Wissenswertes über Franzensdorf
Kimmerleinsdorf
Der Eisstoß
Hausnummernvergleich alt/neu
Kimmerleinsdorf …
(so wurde Franzensdorf bis 1836 genannt)
… wurde um 1308 erstmals erwähnt.
Einwohner:
Die Ortsbewohner waren zum größten Teil Bauern – um 1830: ein Doppellehner, 32 Ganzlehner, 2 Halblehner, 3 Viertellehner und 8 Kleinhäusler. In den Taufbüchern werden die Bauern bis um das Jahr 1800 als „Nachbar“ bezeichnet, danach entsprechend ihrer Betriebsgröße als Ganz-, Halb- bzw. Viertellehner (in anderen Orten gab es noch speziellere Unterscheidungen z.B.: 3/4-Lehner oder 5/4-Lehner) und ab Ende des 19. Jahrhunderts als „Wirtschaftsbesitzer“. Inklusive dieser Personen und deren Personal (Mägde und Knechte) waren mehr als 80 % der Dorfbevölkerung in der Landwirtschaft beschäftigt.

- Arbeitsauftrag 1
Prüfe, ob die Aussagen (a), (b) und (c) mit dem Text über Franzensdorf übereinstimmen, und antworte jeweils mit Ja oder Nein samt den entscheidenden Worten des Textes im genauen Wortlaut: (a) Franzensdorf hieß bis 1836 Kimmerleinsdorf. (b) Der Ort wurde um 1408 erstmals erwähnt. (c) In den Taufbüchern hießen die Bauern bis um 1800 „Wirtschaftsbesitzer“.
- Arbeitsauftrag 2
Führe den Text über Franzensdorf im Anschluss an seinen letzten Satz weiter.
Die Einträge haben mit dem Text über Franzensdorf nichts zu tun.

- Erfasste Daten
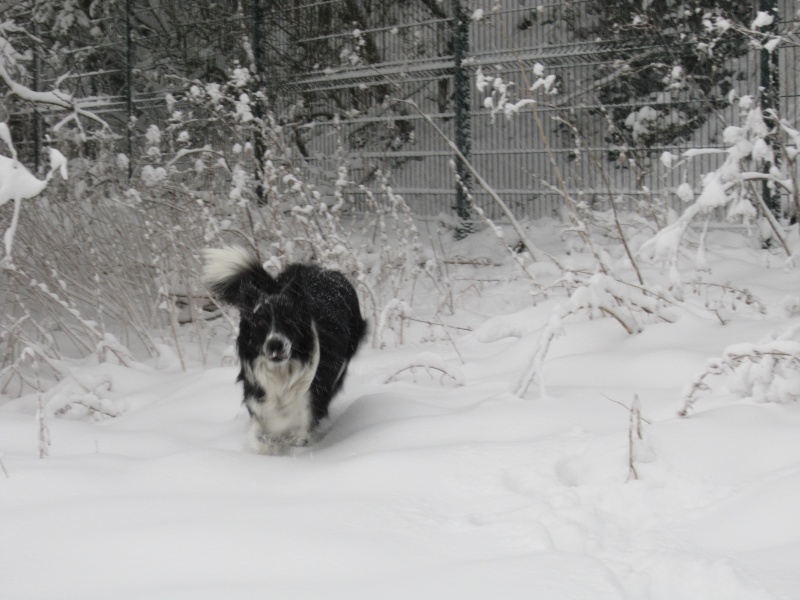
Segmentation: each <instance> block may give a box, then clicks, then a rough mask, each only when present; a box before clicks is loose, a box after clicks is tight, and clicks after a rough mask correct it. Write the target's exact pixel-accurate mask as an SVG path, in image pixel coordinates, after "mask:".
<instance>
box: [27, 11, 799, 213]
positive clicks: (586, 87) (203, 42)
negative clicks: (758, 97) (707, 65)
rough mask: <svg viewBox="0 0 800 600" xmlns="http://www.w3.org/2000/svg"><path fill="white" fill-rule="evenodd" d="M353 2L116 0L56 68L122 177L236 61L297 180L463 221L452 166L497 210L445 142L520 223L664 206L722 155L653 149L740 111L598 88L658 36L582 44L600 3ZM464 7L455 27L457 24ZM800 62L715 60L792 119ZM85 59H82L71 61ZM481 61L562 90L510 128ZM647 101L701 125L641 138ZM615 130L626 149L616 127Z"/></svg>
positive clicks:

- Erwartete Ausgabe 1
(a) Ja: „(so wurde Franzensdorf bis 1836 genannt)“
(b) Nein: „wurde um 1308 erstmals erwähnt“
(c) Nein: „In den Taufbüchern werden die Bauern bis um das Jahr 1800 als „Nachbar“ bezeichnet“

- Erwartete Ausgabe 2
Neben hauptberuflichen Handwerkern verdienten sich auch Viertellehner und Kleinhäusler oft als geschickte Handwerker (Schmied, Wagner, Tischler, Brunnenmacher, Bäcker, Schuhmacher, Weber, Schneider, Sattler, Frisör, usw.). Es gab auch einen Nachtwächter, eine Hebamme, Viehhirten, Strohschneider, einen „Hoida“ (er wurde für die Betreuung des Gemeindestiers und des Ebers für die Tierzucht bezahlt) und natürlich einen Totengräber. Etwas außerhalb von Andlersdorf (Richtung Franzensdorf/Kimmerleinsdorf) gab es einen „Wasenmeister“ (Abdecker) – Der abgelegene Standort wurde wegen der unangenehmen Gerüche gewählt. Auch Geschäfte wie Greißler und Krämer (und später auch eine Trafik) waren vorhanden.
Den Vorsitz in der Gemeinde hatte der Dorf- oder Ortsrichter (meist ein Ganzlehner). Außerdem gab es im Ort einen Pfarrer (seit 1784), einen Ober- und einen Unterlehrer (Die Schule wurde gleichzeitig mit der Pfarre gegründet) und einen Gastwirt.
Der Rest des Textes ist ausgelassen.